» Provided data:

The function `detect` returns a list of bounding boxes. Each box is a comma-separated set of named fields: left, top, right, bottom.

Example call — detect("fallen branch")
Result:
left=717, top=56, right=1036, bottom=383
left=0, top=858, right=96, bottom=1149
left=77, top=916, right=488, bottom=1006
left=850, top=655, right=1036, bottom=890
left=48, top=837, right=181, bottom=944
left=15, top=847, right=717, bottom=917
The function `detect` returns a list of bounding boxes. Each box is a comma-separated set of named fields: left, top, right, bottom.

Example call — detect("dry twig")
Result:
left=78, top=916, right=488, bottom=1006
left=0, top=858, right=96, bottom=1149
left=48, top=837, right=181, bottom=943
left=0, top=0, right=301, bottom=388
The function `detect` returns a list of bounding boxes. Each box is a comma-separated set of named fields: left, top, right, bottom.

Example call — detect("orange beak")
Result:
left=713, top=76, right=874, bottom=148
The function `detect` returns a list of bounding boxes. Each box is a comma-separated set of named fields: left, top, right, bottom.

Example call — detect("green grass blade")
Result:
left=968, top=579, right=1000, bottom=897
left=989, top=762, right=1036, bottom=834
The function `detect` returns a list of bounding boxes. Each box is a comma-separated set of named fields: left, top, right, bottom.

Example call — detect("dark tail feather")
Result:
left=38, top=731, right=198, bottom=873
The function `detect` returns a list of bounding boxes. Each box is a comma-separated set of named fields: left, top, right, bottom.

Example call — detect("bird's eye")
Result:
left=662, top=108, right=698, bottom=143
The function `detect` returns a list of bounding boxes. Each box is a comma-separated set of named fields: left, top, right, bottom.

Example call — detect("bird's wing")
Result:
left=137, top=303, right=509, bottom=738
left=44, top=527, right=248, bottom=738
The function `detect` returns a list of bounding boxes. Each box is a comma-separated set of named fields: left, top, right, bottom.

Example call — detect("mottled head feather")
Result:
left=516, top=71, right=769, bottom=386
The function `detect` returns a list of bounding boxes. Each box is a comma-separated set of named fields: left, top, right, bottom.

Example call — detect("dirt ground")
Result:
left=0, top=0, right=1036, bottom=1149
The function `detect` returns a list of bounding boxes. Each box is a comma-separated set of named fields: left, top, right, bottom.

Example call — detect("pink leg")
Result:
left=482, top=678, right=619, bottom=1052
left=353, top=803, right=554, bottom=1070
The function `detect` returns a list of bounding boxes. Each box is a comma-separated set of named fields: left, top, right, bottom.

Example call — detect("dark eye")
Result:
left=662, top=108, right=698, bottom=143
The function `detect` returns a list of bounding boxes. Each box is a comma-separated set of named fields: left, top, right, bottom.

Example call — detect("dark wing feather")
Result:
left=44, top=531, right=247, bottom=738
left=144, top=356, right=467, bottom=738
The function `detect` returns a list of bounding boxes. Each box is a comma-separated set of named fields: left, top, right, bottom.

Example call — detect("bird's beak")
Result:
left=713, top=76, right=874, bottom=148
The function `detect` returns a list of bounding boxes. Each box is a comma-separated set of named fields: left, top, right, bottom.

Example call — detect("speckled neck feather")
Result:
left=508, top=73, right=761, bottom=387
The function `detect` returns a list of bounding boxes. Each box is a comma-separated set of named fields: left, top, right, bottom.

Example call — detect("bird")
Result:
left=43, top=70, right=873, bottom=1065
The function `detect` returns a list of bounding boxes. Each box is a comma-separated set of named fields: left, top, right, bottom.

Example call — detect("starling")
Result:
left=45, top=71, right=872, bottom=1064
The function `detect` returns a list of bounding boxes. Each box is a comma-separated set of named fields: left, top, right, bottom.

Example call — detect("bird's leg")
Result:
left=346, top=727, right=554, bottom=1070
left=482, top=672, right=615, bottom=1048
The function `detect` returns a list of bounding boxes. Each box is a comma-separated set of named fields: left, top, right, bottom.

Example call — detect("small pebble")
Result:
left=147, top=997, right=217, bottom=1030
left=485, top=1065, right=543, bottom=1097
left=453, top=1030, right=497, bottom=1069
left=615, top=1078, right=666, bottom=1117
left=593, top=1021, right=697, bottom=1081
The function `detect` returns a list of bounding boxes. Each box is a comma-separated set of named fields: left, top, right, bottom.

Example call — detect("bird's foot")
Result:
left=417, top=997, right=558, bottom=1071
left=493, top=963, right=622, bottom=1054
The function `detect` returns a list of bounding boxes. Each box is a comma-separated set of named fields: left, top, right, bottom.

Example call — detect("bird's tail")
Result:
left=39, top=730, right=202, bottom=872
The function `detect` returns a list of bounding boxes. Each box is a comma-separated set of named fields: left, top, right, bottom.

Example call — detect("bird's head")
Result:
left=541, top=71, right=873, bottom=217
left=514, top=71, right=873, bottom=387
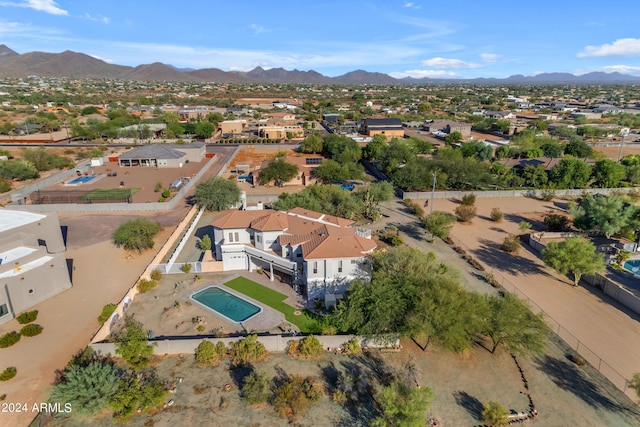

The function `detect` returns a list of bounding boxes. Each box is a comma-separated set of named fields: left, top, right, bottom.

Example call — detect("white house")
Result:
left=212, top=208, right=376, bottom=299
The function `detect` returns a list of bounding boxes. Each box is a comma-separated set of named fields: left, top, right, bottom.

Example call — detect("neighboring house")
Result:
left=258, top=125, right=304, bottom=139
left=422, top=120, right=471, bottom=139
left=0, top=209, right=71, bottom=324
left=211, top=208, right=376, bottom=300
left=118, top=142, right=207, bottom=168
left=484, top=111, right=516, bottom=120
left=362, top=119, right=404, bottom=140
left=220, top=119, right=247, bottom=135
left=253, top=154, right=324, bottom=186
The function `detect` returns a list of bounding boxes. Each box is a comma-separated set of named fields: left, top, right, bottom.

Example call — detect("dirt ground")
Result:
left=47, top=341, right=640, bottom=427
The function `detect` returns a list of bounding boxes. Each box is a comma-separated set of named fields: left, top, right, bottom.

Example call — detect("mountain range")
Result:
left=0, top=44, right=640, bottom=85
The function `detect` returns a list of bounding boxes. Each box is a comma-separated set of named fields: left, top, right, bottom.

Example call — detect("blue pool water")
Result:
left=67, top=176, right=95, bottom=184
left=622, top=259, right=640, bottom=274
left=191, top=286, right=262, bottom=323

---

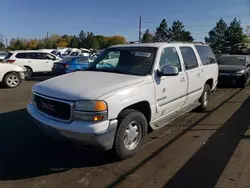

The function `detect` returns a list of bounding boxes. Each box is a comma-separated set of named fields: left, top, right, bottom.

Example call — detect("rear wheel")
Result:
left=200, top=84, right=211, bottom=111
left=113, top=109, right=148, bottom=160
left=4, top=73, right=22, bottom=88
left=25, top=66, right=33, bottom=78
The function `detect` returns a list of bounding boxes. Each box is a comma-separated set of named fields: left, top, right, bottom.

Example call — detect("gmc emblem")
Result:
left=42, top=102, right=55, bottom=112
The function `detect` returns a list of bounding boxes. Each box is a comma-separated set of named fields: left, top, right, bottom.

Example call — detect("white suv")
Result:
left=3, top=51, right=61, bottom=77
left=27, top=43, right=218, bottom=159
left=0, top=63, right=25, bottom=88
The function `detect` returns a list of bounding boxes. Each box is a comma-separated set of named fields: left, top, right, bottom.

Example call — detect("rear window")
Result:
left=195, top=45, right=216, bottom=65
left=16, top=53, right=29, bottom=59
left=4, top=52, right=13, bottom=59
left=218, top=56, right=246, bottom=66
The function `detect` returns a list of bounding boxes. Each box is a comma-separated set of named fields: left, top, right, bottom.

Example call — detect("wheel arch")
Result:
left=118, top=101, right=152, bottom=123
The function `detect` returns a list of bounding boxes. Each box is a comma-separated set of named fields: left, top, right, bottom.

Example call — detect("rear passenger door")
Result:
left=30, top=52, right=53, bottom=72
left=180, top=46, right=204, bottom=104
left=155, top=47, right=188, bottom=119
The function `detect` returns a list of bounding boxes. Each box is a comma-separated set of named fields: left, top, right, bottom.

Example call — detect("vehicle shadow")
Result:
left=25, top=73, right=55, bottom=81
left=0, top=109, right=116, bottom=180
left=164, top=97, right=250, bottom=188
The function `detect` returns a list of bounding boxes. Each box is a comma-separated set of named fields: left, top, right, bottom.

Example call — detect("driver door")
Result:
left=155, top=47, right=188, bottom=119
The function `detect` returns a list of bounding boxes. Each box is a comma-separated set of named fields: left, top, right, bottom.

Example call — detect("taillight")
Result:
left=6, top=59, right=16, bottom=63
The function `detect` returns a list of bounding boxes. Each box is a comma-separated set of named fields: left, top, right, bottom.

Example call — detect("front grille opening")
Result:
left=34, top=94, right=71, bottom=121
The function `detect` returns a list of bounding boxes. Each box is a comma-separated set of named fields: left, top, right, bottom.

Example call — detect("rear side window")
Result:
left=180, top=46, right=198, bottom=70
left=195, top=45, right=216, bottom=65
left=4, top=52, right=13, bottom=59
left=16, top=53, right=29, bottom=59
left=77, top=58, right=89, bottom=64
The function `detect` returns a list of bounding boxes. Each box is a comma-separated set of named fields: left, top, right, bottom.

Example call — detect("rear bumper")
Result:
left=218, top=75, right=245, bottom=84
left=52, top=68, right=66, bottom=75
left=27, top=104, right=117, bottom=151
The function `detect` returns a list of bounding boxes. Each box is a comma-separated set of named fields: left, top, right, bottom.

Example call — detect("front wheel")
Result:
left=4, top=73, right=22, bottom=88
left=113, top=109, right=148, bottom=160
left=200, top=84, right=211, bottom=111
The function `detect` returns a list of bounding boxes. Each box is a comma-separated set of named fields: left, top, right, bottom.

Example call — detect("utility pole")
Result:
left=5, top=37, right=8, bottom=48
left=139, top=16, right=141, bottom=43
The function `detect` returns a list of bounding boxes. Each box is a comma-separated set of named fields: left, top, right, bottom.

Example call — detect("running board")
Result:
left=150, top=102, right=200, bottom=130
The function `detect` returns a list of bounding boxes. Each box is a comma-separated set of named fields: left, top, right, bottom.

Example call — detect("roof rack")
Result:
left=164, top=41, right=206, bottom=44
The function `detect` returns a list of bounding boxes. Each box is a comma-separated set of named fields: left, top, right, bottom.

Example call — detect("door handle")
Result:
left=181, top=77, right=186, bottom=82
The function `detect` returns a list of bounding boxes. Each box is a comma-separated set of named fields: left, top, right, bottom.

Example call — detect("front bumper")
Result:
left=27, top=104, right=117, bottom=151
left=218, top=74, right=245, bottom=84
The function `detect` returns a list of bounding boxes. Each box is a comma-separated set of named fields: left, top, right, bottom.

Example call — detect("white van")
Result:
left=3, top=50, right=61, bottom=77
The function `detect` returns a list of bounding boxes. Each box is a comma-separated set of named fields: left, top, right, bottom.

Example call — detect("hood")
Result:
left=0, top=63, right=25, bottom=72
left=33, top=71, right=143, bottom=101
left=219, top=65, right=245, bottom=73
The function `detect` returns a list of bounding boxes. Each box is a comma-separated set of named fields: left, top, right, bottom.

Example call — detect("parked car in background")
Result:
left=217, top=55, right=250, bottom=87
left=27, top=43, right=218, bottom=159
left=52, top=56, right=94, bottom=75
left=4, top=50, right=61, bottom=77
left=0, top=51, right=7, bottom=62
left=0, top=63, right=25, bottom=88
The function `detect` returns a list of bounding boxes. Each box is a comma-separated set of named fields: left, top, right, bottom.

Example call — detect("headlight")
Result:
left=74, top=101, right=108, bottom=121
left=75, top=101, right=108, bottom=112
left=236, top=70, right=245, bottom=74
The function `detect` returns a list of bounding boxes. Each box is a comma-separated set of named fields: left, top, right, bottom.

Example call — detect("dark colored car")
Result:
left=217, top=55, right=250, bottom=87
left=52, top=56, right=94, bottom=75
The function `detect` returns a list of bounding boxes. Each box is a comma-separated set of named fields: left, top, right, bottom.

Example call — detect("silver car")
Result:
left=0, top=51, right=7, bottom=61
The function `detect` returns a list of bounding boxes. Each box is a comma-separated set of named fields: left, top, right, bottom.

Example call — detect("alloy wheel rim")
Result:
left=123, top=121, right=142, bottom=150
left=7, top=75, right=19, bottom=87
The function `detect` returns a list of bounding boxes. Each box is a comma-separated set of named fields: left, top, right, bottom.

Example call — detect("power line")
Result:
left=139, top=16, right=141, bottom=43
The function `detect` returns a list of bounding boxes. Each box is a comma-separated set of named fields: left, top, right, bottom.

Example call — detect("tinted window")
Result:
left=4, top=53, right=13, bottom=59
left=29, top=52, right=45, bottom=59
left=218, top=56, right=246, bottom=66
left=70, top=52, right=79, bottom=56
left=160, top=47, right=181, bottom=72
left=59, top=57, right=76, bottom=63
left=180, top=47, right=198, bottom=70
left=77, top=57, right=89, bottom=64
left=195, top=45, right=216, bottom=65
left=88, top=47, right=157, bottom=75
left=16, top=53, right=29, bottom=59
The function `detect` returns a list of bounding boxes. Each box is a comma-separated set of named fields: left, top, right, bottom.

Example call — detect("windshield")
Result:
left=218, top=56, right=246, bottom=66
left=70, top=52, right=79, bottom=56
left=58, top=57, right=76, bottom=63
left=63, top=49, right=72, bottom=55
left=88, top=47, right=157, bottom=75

--

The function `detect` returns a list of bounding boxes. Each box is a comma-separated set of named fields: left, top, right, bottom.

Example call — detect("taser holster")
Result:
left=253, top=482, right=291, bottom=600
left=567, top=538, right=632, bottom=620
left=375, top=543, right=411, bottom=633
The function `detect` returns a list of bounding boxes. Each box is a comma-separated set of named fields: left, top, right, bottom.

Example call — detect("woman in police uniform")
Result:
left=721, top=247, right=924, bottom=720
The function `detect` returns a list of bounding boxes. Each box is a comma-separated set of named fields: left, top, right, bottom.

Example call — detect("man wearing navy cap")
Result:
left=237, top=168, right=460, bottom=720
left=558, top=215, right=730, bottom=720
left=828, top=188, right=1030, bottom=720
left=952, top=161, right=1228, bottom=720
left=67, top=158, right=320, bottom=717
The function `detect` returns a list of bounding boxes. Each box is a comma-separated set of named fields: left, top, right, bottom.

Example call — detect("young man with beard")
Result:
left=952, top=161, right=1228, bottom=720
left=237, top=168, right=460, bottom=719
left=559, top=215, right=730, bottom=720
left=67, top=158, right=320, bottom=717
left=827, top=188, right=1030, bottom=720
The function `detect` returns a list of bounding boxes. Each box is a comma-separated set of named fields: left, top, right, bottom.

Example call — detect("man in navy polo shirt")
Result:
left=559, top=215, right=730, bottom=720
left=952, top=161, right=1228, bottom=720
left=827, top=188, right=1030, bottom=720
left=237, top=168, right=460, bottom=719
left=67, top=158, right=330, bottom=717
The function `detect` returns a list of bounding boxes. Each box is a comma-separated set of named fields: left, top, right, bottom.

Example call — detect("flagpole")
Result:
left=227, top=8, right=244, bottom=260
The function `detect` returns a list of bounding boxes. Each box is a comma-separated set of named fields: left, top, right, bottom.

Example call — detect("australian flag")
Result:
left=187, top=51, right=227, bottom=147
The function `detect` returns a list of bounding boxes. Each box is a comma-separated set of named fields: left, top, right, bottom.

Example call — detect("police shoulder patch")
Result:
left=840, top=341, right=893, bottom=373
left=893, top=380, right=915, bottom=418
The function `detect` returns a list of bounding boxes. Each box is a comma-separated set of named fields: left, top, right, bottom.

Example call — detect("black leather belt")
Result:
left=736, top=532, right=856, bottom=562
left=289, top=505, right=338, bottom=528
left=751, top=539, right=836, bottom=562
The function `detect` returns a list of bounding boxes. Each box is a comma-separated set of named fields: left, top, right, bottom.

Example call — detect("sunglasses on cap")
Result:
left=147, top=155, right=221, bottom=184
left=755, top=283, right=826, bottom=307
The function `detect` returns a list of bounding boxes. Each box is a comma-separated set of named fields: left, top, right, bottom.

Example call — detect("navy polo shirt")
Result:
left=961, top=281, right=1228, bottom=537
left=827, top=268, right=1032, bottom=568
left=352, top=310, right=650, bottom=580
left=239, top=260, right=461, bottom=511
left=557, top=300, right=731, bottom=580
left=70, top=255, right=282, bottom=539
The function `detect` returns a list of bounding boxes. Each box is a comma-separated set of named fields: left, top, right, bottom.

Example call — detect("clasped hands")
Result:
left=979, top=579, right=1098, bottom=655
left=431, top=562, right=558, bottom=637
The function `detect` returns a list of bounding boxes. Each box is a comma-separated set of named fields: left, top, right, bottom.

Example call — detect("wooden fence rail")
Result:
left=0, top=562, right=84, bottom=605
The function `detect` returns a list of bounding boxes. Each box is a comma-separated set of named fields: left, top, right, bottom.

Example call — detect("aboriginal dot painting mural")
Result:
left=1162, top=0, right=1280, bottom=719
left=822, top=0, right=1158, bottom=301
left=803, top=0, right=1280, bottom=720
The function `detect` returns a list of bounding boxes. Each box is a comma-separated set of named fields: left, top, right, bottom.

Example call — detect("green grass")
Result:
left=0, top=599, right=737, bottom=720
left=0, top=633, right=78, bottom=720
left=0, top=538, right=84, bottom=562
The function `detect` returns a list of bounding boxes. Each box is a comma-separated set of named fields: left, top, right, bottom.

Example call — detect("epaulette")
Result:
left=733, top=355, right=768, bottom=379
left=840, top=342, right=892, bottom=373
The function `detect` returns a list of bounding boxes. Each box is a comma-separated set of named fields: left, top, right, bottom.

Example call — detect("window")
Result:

» Stated exercise: From the lines above, pick out each one that contains the string "green", copying it in full. Case counts.

» Answer to the task:
Example call — detect("green grass blade")
Example call — detect("green grass")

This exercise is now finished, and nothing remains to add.